## Short task 1
Reproduce every line of the dataset excerpt records, requests included, but offset each bounding box coordinate in the answers by adding 40. Leave the pictures out of your output.

## Text extract
(begin)
Is GMP providing a custom memory allocation facility or not?

Putting such a thing inside of GMP undermines this from the application
developer's point of view.  For applications that truly want to control
issues such as cache locality, and closely manage the memory resource,
this would be a big mistake.  Passing one more "int" to the memory
allocation interfaces permits all of this, and is easily ignored by
every application that doesn't care.

Also, if you build this into GMP, what happens when that stack-oriented
region for temporary limb arrays becomes too huge to manage?  It is the
application's memory manager that should decide, not GMP.  Reductio ad
absurdum.

> But also note that small allocations are typically done on the execution
> stack, with alloca, and that for larger allocations, the computational
> cost of computing the limbs stored there is vastly larger than the
> allocation overhead, making the latter negligible.

Yes, I am aware that small temp limb-arrays go directly onto the stack, and
that only larger ones get allocated "on the heap."  Once again, it is not
just a matter of the cost of allocation.  If you are working with big
numbers that are always going to require heap-allocated temporaries,
then a custom memory manager can know to "push" and "pop" these limb
arrays from a region that it keeps just for that purpose, thereby
gaining from the fact that this region is going to be glued to the
cache, and not off in some random part of the virtual address space each
time.  But this *placement* decision can only be correctly made if the
memory manager is *given* this information (temporary limb array) by GMP.

I assert that this information cannot be correctly "bolted on" from
outside of GMP, but must originate from inside of GMP.  Each provided
mpx_t function has the potential to make *sequences* of requests through
the custom memory management interfaces that cross over several of the
categories that I have listed above, and it is not reasonable to try to
"pre-compute" what sequence of said operations that GMP is going to
execute and to try and "prime" the memory manager to respond correctly
to that predicted sequence.  The "bolt it on outside of GMP" notion is
utterly ridiculous.
(end)
[Dataset excerpt]
(begin)
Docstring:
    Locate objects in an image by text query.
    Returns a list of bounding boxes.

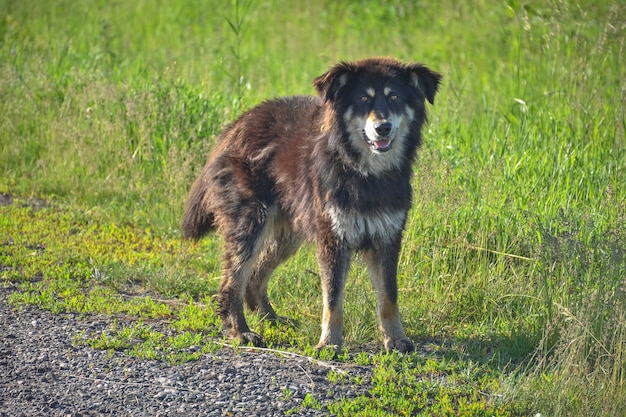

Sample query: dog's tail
[181,176,215,239]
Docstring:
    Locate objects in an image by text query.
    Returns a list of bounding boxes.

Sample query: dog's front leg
[316,233,351,352]
[363,236,415,353]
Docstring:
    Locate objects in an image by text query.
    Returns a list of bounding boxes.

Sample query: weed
[0,0,626,416]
(end)
## Short task 2
Summarize the GMP memory allocation post in two sentences.

## Final result 1
Docstring:
    Locate objects in an image by text query.
    Returns a list of bounding boxes.


Sample query: dog's tail
[221,216,255,279]
Docstring:
    Locate objects in an image by text query.
    Returns a list of bounding boxes.

Sample query: dog's front leg
[356,273,391,392]
[403,276,455,393]
Docstring:
    Locate objects in an image by text query.
    Returns a list of bounding boxes.

Sample query: weed
[40,40,666,456]

## Final result 2
The writer argues that building a temporary-memory facility into GMP would undermine applications that want to control cache locality and closely manage memory, whereas passing one more "int" to the memory allocation interfaces would permit this and could easily be ignored by applications that don't care. A custom memory manager can keep heap-allocated temporary limb arrays in a dedicated cache-friendly region only if GMP gives it that information, and the writer asserts this cannot be bolted on from outside GMP.